The Government’s own assessments say the Australia and New Zealand trade deal will result in the loss of £48 million from British agriculture and fisheries, so no wonder the former Environment Secretary, the right hon. Member for Camborne and Redruth (George Eustice), attacked the deal as
“not actually a very good deal for the UK”,
because, as he rightly said, it
“gave away far too much for far too little in return”—[Official Report, 14 November 2022; Vol. 722, c. 424.]
I am indeed very critical of what was done with the Australia trade deal, but since he is raising this issue, will he at least give credit to the current Government and Prime Minister for the steadfast approach they have taken on deals with Canada and the comprehensive and progressive agreement for trans-Pacific partnership? [Interruption.]
It does seem a bit late, doesn’t it—the Government having done a deal of the nature the right hon. Gentleman attacks? It seems to depend which of the five families happens to be in charge of the Conservative party at any one time as to what they are going to do on agricultural, trade or any other policy. They are a rudderless Government, but it always seems to be British farmers and producers on the losing end of whatever deals they come up with.
The Government’s broken promises on trade go back much further than the deal the right hon. Gentleman criticised. The Government promised farmers they would keep full access to the European markets for their high-quality British produce after Brexit, but then they threw up trade barriers that blocked them from exporting. Labour’s way forward is to seek a renegotiated veterinary agreement with the EU. We must cut through Tory red tape at our borders to get British food exports moving again.

_ _ _ _ _ _ _

* Directions
1) In the parliamentary exchange on trade, what loss do the Government's own assessments predict for British agriculture and fisheries from the Australia and New Zealand trade deal?
2) Carry on the parliamentary exchange on trade from the point where it ends.
These records were taken from a separate source.

Text-to-region grounding records

_ _ _ _ _ _ _

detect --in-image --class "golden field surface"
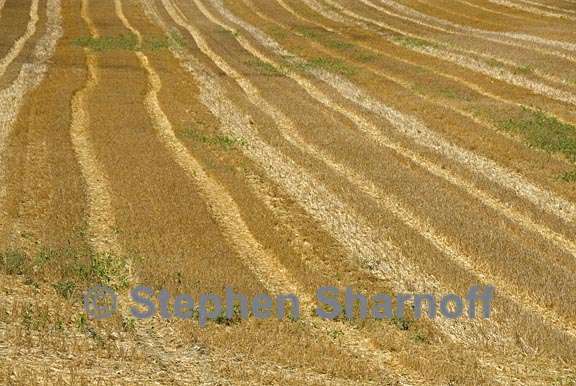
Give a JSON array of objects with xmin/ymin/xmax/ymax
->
[{"xmin": 0, "ymin": 0, "xmax": 576, "ymax": 385}]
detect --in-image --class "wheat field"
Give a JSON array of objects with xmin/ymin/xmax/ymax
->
[{"xmin": 0, "ymin": 0, "xmax": 576, "ymax": 385}]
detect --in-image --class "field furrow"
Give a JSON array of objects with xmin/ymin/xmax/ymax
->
[{"xmin": 0, "ymin": 0, "xmax": 576, "ymax": 385}]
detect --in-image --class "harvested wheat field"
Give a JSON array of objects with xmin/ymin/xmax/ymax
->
[{"xmin": 0, "ymin": 0, "xmax": 576, "ymax": 385}]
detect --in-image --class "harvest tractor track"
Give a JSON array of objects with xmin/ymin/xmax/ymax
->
[{"xmin": 0, "ymin": 0, "xmax": 576, "ymax": 385}]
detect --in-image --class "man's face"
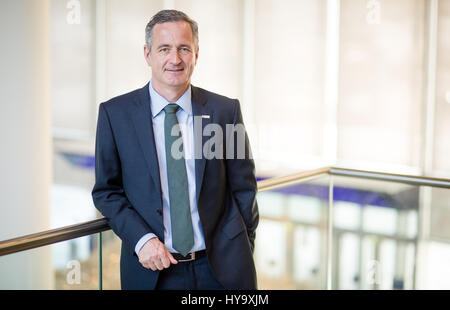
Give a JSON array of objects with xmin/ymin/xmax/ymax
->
[{"xmin": 144, "ymin": 21, "xmax": 198, "ymax": 90}]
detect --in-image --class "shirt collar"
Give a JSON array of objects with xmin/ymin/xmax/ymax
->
[{"xmin": 148, "ymin": 80, "xmax": 192, "ymax": 118}]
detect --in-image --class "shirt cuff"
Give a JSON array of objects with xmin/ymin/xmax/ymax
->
[{"xmin": 134, "ymin": 233, "xmax": 156, "ymax": 255}]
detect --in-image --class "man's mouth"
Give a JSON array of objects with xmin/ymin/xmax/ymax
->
[{"xmin": 166, "ymin": 68, "xmax": 184, "ymax": 72}]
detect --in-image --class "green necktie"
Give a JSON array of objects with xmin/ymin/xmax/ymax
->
[{"xmin": 164, "ymin": 103, "xmax": 194, "ymax": 256}]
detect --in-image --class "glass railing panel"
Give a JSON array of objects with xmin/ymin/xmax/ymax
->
[
  {"xmin": 102, "ymin": 230, "xmax": 122, "ymax": 290},
  {"xmin": 331, "ymin": 176, "xmax": 421, "ymax": 290},
  {"xmin": 0, "ymin": 234, "xmax": 99, "ymax": 290},
  {"xmin": 254, "ymin": 175, "xmax": 329, "ymax": 289},
  {"xmin": 417, "ymin": 186, "xmax": 450, "ymax": 290}
]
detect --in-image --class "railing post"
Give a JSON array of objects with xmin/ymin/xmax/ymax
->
[
  {"xmin": 98, "ymin": 232, "xmax": 103, "ymax": 291},
  {"xmin": 326, "ymin": 175, "xmax": 333, "ymax": 290}
]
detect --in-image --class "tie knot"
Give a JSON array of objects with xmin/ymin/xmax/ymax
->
[{"xmin": 164, "ymin": 103, "xmax": 180, "ymax": 114}]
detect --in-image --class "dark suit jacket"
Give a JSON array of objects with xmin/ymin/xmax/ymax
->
[{"xmin": 92, "ymin": 84, "xmax": 259, "ymax": 289}]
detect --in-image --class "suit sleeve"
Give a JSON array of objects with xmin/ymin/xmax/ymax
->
[
  {"xmin": 226, "ymin": 100, "xmax": 259, "ymax": 250},
  {"xmin": 92, "ymin": 103, "xmax": 152, "ymax": 253}
]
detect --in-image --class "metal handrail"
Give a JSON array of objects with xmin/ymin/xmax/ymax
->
[{"xmin": 0, "ymin": 167, "xmax": 450, "ymax": 256}]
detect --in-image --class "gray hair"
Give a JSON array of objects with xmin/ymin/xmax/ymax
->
[{"xmin": 145, "ymin": 10, "xmax": 198, "ymax": 50}]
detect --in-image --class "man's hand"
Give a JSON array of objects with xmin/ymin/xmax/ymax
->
[{"xmin": 138, "ymin": 238, "xmax": 178, "ymax": 271}]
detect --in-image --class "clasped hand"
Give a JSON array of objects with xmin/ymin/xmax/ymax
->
[{"xmin": 138, "ymin": 238, "xmax": 178, "ymax": 271}]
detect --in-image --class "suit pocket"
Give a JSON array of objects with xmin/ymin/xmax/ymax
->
[{"xmin": 222, "ymin": 216, "xmax": 245, "ymax": 239}]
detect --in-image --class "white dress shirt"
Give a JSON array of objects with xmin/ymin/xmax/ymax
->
[{"xmin": 135, "ymin": 81, "xmax": 206, "ymax": 254}]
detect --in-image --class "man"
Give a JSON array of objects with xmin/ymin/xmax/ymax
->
[{"xmin": 92, "ymin": 10, "xmax": 259, "ymax": 289}]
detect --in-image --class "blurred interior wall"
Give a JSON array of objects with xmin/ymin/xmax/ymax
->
[{"xmin": 0, "ymin": 0, "xmax": 53, "ymax": 289}]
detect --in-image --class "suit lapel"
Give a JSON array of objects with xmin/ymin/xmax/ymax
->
[
  {"xmin": 192, "ymin": 86, "xmax": 213, "ymax": 201},
  {"xmin": 133, "ymin": 83, "xmax": 162, "ymax": 199}
]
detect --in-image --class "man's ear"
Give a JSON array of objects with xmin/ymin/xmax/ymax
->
[
  {"xmin": 144, "ymin": 44, "xmax": 152, "ymax": 67},
  {"xmin": 195, "ymin": 47, "xmax": 199, "ymax": 64}
]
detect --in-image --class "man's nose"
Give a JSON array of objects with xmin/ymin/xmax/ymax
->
[{"xmin": 169, "ymin": 50, "xmax": 181, "ymax": 65}]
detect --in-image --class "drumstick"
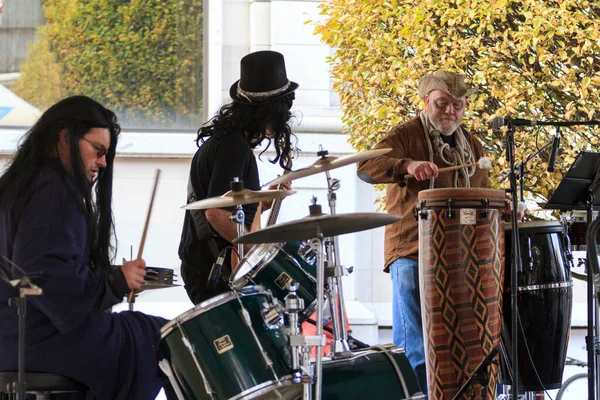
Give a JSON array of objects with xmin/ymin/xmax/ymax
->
[
  {"xmin": 404, "ymin": 157, "xmax": 492, "ymax": 179},
  {"xmin": 127, "ymin": 168, "xmax": 160, "ymax": 310}
]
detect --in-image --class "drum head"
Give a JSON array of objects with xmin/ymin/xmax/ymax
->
[
  {"xmin": 160, "ymin": 285, "xmax": 270, "ymax": 339},
  {"xmin": 419, "ymin": 188, "xmax": 506, "ymax": 201},
  {"xmin": 231, "ymin": 243, "xmax": 281, "ymax": 288}
]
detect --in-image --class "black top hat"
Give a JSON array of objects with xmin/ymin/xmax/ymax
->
[{"xmin": 229, "ymin": 50, "xmax": 298, "ymax": 104}]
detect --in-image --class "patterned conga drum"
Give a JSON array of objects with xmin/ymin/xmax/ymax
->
[{"xmin": 416, "ymin": 188, "xmax": 506, "ymax": 400}]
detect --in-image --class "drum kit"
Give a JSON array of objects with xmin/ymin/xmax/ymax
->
[
  {"xmin": 158, "ymin": 149, "xmax": 425, "ymax": 400},
  {"xmin": 158, "ymin": 142, "xmax": 600, "ymax": 400}
]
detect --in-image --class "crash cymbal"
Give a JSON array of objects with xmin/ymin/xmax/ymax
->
[
  {"xmin": 181, "ymin": 189, "xmax": 296, "ymax": 210},
  {"xmin": 137, "ymin": 281, "xmax": 181, "ymax": 293},
  {"xmin": 262, "ymin": 148, "xmax": 392, "ymax": 187},
  {"xmin": 233, "ymin": 213, "xmax": 402, "ymax": 244}
]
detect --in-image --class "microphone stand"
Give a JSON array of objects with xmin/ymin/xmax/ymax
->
[
  {"xmin": 506, "ymin": 121, "xmax": 553, "ymax": 395},
  {"xmin": 506, "ymin": 123, "xmax": 523, "ymax": 399},
  {"xmin": 586, "ymin": 163, "xmax": 600, "ymax": 399},
  {"xmin": 2, "ymin": 256, "xmax": 42, "ymax": 400}
]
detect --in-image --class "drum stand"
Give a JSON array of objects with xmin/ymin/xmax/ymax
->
[
  {"xmin": 506, "ymin": 123, "xmax": 523, "ymax": 393},
  {"xmin": 325, "ymin": 171, "xmax": 352, "ymax": 358},
  {"xmin": 0, "ymin": 257, "xmax": 42, "ymax": 400},
  {"xmin": 544, "ymin": 152, "xmax": 600, "ymax": 400},
  {"xmin": 229, "ymin": 176, "xmax": 247, "ymax": 260},
  {"xmin": 285, "ymin": 230, "xmax": 325, "ymax": 400}
]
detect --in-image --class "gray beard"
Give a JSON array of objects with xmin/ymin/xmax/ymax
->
[{"xmin": 429, "ymin": 119, "xmax": 460, "ymax": 136}]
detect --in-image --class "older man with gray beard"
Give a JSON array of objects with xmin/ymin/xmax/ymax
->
[{"xmin": 358, "ymin": 70, "xmax": 490, "ymax": 393}]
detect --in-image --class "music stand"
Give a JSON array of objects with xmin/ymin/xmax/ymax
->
[
  {"xmin": 544, "ymin": 151, "xmax": 600, "ymax": 212},
  {"xmin": 544, "ymin": 151, "xmax": 600, "ymax": 399}
]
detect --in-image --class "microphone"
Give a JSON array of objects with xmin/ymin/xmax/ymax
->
[
  {"xmin": 492, "ymin": 117, "xmax": 538, "ymax": 129},
  {"xmin": 548, "ymin": 127, "xmax": 560, "ymax": 172},
  {"xmin": 207, "ymin": 246, "xmax": 231, "ymax": 289}
]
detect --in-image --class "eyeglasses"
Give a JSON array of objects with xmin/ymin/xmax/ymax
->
[
  {"xmin": 433, "ymin": 100, "xmax": 465, "ymax": 111},
  {"xmin": 80, "ymin": 137, "xmax": 108, "ymax": 159}
]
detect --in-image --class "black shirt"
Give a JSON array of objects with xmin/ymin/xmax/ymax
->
[{"xmin": 179, "ymin": 133, "xmax": 260, "ymax": 304}]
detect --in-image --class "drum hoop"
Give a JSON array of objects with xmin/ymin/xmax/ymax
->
[
  {"xmin": 159, "ymin": 285, "xmax": 271, "ymax": 339},
  {"xmin": 417, "ymin": 188, "xmax": 507, "ymax": 202},
  {"xmin": 231, "ymin": 243, "xmax": 283, "ymax": 289},
  {"xmin": 324, "ymin": 345, "xmax": 404, "ymax": 365},
  {"xmin": 504, "ymin": 220, "xmax": 565, "ymax": 231},
  {"xmin": 229, "ymin": 375, "xmax": 294, "ymax": 400},
  {"xmin": 507, "ymin": 281, "xmax": 573, "ymax": 292},
  {"xmin": 417, "ymin": 199, "xmax": 506, "ymax": 210}
]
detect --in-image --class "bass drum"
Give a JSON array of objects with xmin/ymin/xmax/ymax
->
[
  {"xmin": 500, "ymin": 221, "xmax": 573, "ymax": 391},
  {"xmin": 323, "ymin": 345, "xmax": 426, "ymax": 400},
  {"xmin": 158, "ymin": 286, "xmax": 302, "ymax": 400}
]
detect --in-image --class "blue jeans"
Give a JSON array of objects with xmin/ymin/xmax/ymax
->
[{"xmin": 390, "ymin": 258, "xmax": 427, "ymax": 394}]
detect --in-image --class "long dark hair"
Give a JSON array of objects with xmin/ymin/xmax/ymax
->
[
  {"xmin": 196, "ymin": 92, "xmax": 298, "ymax": 171},
  {"xmin": 0, "ymin": 96, "xmax": 121, "ymax": 270}
]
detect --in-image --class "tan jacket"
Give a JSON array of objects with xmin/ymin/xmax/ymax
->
[{"xmin": 358, "ymin": 116, "xmax": 490, "ymax": 272}]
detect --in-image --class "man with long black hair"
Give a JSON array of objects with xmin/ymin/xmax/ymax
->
[
  {"xmin": 0, "ymin": 96, "xmax": 176, "ymax": 400},
  {"xmin": 179, "ymin": 51, "xmax": 298, "ymax": 304}
]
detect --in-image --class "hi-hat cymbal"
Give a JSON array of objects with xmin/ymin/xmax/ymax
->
[
  {"xmin": 233, "ymin": 213, "xmax": 402, "ymax": 244},
  {"xmin": 262, "ymin": 148, "xmax": 392, "ymax": 187},
  {"xmin": 181, "ymin": 189, "xmax": 296, "ymax": 210}
]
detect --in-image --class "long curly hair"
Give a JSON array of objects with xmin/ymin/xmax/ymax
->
[
  {"xmin": 0, "ymin": 96, "xmax": 121, "ymax": 270},
  {"xmin": 196, "ymin": 92, "xmax": 298, "ymax": 171}
]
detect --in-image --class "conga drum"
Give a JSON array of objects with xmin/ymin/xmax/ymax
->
[
  {"xmin": 416, "ymin": 188, "xmax": 506, "ymax": 400},
  {"xmin": 500, "ymin": 221, "xmax": 573, "ymax": 391}
]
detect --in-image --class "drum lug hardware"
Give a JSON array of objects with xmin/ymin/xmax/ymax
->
[
  {"xmin": 415, "ymin": 201, "xmax": 427, "ymax": 219},
  {"xmin": 481, "ymin": 199, "xmax": 490, "ymax": 218}
]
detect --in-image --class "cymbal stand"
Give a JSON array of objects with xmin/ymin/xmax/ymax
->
[
  {"xmin": 286, "ymin": 228, "xmax": 325, "ymax": 400},
  {"xmin": 324, "ymin": 166, "xmax": 352, "ymax": 358},
  {"xmin": 285, "ymin": 281, "xmax": 315, "ymax": 400},
  {"xmin": 229, "ymin": 176, "xmax": 247, "ymax": 261}
]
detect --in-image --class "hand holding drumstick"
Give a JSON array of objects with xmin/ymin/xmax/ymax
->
[
  {"xmin": 404, "ymin": 157, "xmax": 492, "ymax": 181},
  {"xmin": 126, "ymin": 169, "xmax": 160, "ymax": 311}
]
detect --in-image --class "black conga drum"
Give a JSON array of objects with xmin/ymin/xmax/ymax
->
[{"xmin": 500, "ymin": 221, "xmax": 573, "ymax": 391}]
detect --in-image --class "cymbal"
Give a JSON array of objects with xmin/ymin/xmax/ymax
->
[
  {"xmin": 181, "ymin": 189, "xmax": 296, "ymax": 210},
  {"xmin": 262, "ymin": 148, "xmax": 392, "ymax": 187},
  {"xmin": 233, "ymin": 213, "xmax": 402, "ymax": 244},
  {"xmin": 136, "ymin": 281, "xmax": 181, "ymax": 293}
]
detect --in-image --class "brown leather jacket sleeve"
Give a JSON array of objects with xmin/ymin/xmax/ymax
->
[{"xmin": 357, "ymin": 119, "xmax": 420, "ymax": 184}]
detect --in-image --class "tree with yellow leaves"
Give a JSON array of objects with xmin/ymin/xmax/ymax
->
[
  {"xmin": 315, "ymin": 0, "xmax": 600, "ymax": 211},
  {"xmin": 17, "ymin": 0, "xmax": 203, "ymax": 127}
]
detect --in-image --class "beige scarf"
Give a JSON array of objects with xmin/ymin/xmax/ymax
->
[{"xmin": 419, "ymin": 110, "xmax": 476, "ymax": 189}]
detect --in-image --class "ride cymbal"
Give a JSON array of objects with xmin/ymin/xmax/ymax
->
[
  {"xmin": 181, "ymin": 189, "xmax": 296, "ymax": 210},
  {"xmin": 233, "ymin": 213, "xmax": 402, "ymax": 244},
  {"xmin": 262, "ymin": 148, "xmax": 392, "ymax": 187}
]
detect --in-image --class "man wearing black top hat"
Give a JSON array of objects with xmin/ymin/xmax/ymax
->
[{"xmin": 179, "ymin": 51, "xmax": 298, "ymax": 304}]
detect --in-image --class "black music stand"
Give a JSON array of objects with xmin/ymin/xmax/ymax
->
[
  {"xmin": 544, "ymin": 151, "xmax": 600, "ymax": 399},
  {"xmin": 544, "ymin": 151, "xmax": 600, "ymax": 212}
]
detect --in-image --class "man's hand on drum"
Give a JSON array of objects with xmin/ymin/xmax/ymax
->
[
  {"xmin": 121, "ymin": 258, "xmax": 146, "ymax": 290},
  {"xmin": 406, "ymin": 161, "xmax": 438, "ymax": 181},
  {"xmin": 261, "ymin": 175, "xmax": 292, "ymax": 211}
]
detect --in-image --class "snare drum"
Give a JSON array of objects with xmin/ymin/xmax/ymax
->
[
  {"xmin": 158, "ymin": 286, "xmax": 302, "ymax": 400},
  {"xmin": 500, "ymin": 221, "xmax": 573, "ymax": 391},
  {"xmin": 417, "ymin": 188, "xmax": 506, "ymax": 400},
  {"xmin": 322, "ymin": 345, "xmax": 426, "ymax": 400},
  {"xmin": 231, "ymin": 242, "xmax": 317, "ymax": 321}
]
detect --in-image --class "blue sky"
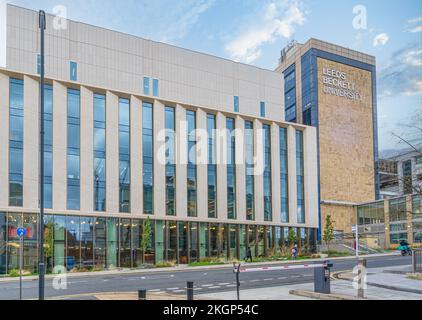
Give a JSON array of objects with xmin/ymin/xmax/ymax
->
[{"xmin": 8, "ymin": 0, "xmax": 422, "ymax": 154}]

_ _ _ _ _ _ _

* Answers to the exercise
1) A loss of £48 million.

2)
Our country spends over £1 billion a year buying food for hospitals and prisons. Labour will make sure that at least half of that food is locally produced or certified to higher environmental standards, putting money straight into the pockets of British farmers and producers at a time when so many are struggling just to stay in business. We will devolve more decision making to the nations and regions of the United Kingdom. That will give them more control over skills and training to increase and upskill the farming workforce, and more control over infrastructure investment so that we can extend broadband in rural areas and the use of new technology in farming to boost productivity.
Labour is offering a new deal for farmers: lower bills from harnessing the power of clean energy, generated in our own country; more money in farmers’ pockets through the prioritisation of locally grown and sustainable food for public procurement, and ensuring ELMS work effectively; seeking a veterinary agreement with the EU to tear down the Tory barriers to trade; a flood resilience taskforce to protect farmland from devastating floods; and planning reform to help farmers diversify and plug their clean energy into the national grid.
Farmers do an extraordinary job as producers of our food and stewards of our land, yet they have been betrayed by this Conservative Government. British farmers deserve better. They deserve our thanks, respect and support. We are proud of our farmers—proud of the work they do to feed our nation and steward our beautiful countryside—but they need a Government who are on their side to help them in that vital work. After 14 years of Conservative failure, only Labour can give farmers their future back.